§ **Dataset entries**

============

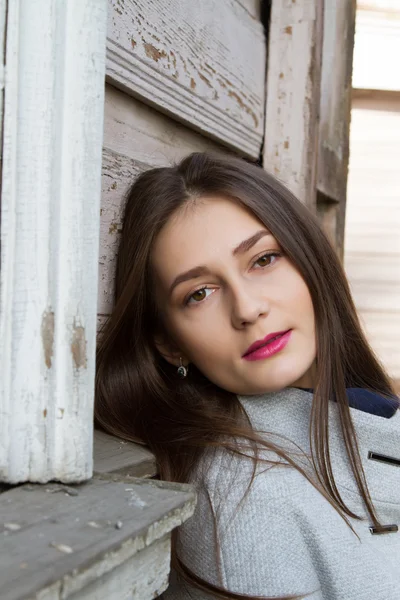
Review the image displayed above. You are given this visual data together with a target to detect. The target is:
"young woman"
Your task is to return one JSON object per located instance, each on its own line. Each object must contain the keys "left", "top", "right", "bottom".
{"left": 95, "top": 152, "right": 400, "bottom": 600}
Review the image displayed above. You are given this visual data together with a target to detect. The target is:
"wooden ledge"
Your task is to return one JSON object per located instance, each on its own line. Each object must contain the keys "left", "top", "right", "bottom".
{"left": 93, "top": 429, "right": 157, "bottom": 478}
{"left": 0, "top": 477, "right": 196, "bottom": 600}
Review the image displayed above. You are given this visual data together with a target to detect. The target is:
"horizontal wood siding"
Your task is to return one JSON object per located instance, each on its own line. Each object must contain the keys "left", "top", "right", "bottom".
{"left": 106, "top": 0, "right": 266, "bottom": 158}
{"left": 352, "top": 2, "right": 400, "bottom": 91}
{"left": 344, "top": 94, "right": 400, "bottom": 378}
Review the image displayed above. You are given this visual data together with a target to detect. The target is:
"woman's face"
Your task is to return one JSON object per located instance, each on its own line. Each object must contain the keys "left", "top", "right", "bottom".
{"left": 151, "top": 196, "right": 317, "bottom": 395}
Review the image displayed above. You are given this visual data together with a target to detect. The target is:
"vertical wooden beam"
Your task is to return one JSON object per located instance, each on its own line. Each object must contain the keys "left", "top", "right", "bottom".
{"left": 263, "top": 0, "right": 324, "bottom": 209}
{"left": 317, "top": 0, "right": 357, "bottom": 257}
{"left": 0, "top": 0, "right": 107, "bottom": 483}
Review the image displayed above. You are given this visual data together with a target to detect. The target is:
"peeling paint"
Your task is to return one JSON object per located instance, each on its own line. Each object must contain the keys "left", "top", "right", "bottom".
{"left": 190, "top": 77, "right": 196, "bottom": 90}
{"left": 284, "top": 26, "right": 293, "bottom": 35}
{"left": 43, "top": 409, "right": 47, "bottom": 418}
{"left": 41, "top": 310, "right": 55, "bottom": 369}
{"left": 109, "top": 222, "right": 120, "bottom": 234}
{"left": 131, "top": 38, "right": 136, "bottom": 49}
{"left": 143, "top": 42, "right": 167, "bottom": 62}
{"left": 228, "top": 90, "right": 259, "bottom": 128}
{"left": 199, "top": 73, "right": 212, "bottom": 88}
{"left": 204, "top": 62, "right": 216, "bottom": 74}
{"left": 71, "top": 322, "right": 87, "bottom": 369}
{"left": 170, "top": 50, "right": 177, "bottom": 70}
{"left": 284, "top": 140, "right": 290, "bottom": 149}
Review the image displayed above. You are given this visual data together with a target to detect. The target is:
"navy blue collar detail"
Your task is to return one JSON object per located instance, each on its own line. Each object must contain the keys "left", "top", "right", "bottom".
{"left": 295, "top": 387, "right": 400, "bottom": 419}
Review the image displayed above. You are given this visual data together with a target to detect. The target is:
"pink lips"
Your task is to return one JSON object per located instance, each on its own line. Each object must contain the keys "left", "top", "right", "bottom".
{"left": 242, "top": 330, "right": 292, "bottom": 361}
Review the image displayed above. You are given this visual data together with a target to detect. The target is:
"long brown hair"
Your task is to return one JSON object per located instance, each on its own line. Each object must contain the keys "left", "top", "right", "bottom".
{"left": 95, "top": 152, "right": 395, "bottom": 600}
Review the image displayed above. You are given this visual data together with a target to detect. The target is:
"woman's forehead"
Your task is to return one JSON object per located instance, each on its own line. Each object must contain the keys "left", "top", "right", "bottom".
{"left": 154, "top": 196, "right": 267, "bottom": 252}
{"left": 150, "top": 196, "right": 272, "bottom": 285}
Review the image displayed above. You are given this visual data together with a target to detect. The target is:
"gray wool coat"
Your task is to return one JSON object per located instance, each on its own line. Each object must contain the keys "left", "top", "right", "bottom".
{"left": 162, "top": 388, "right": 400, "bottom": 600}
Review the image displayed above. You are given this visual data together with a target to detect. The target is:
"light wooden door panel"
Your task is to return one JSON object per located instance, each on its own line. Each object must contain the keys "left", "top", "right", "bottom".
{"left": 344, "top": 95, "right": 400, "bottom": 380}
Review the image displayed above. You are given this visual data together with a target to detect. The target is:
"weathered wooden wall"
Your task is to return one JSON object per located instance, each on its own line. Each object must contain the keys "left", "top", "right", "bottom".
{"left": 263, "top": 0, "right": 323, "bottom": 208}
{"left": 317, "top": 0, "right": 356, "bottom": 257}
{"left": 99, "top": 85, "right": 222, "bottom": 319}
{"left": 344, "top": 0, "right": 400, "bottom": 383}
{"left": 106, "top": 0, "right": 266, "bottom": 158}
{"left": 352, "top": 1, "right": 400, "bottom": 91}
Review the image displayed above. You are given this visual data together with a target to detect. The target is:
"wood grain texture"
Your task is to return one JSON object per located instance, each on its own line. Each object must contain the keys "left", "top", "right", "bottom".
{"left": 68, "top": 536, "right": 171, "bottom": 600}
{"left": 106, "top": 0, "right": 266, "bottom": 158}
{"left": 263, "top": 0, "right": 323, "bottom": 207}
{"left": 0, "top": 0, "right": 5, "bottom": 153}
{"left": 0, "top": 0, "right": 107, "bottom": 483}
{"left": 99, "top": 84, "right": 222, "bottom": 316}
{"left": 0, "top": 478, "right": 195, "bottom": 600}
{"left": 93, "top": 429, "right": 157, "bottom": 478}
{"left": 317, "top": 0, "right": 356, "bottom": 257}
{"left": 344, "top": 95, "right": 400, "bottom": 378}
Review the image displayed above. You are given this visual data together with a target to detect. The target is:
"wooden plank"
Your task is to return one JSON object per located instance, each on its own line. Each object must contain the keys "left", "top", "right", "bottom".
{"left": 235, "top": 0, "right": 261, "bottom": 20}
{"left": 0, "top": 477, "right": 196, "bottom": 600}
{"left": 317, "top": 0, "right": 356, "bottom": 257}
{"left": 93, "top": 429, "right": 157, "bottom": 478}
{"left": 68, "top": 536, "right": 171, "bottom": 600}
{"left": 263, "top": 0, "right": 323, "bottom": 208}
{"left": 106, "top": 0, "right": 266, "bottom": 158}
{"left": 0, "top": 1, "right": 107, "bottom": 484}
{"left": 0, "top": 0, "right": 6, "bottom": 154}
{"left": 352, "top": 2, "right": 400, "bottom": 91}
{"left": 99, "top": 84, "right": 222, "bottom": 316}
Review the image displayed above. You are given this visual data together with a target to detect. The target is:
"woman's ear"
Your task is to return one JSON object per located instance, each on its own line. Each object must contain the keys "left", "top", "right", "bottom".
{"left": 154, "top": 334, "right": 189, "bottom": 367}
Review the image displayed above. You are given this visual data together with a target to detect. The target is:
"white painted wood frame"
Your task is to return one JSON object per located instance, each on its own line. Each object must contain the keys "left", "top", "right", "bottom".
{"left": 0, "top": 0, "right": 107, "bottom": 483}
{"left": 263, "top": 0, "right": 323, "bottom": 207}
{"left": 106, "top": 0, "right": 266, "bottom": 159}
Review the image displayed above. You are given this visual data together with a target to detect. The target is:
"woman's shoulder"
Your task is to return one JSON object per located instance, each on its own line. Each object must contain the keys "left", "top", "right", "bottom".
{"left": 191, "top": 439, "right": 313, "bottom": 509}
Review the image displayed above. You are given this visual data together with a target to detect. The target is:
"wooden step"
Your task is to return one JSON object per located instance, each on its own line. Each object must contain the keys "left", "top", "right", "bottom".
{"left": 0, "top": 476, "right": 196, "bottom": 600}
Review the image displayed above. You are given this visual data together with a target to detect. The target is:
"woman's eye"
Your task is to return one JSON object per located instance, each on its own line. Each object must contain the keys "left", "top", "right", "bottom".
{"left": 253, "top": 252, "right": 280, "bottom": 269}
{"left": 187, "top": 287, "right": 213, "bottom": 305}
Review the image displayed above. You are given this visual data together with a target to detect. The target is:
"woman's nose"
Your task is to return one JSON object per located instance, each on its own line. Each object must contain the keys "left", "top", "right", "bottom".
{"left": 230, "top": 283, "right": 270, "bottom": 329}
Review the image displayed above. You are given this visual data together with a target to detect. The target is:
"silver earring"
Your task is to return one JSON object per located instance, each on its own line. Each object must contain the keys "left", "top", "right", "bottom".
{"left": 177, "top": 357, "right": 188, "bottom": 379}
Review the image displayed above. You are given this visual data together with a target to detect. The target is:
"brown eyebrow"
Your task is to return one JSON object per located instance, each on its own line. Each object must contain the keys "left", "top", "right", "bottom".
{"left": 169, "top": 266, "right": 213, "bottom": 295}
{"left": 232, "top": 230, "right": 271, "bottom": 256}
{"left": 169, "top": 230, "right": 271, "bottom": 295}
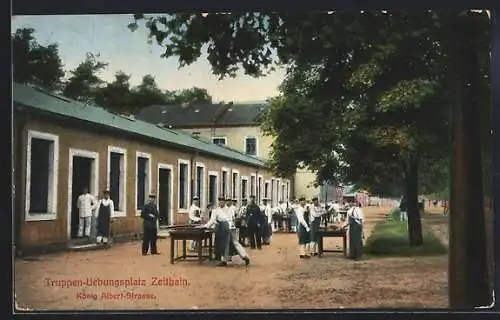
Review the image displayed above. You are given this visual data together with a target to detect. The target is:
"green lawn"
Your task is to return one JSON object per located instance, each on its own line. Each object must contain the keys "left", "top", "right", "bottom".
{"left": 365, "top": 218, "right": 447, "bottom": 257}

============

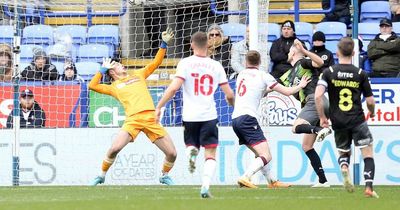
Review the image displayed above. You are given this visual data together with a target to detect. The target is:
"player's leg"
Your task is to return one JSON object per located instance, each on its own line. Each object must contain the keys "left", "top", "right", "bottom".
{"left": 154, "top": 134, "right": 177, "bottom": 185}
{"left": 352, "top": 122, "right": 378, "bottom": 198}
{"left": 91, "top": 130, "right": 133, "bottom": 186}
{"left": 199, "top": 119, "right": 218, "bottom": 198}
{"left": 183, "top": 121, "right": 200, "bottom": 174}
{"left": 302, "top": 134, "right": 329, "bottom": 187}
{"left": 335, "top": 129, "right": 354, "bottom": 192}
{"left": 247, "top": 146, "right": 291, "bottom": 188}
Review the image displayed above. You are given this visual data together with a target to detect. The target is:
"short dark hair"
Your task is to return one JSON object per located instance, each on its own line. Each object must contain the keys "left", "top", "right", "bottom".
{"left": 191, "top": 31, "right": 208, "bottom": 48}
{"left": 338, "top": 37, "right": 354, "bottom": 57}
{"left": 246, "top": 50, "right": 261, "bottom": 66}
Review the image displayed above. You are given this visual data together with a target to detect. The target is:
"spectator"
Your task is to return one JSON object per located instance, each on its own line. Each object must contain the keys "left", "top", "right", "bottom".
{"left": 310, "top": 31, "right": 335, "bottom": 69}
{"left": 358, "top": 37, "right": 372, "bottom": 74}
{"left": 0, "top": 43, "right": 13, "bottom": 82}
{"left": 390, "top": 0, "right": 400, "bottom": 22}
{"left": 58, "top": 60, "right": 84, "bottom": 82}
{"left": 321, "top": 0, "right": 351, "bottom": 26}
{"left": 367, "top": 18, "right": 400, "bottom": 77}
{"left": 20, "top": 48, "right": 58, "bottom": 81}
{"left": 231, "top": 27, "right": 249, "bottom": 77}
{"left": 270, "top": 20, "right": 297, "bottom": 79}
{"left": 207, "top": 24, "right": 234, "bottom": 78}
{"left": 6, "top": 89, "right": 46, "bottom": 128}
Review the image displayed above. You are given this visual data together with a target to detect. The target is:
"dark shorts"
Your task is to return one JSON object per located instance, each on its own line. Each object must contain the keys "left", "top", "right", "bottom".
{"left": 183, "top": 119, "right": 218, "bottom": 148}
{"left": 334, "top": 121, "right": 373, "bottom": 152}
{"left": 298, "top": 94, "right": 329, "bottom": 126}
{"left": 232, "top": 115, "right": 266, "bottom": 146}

============

§ **EXERCISE DIRECTIONS**
Scan the records above for the word "wooden" and return every line where it occurs.

§ **THE ANSWER**
"wooden ledge"
"vertical wooden beam"
"light wooden door panel"
"weathered wooden wall"
"wooden plank"
"wooden step"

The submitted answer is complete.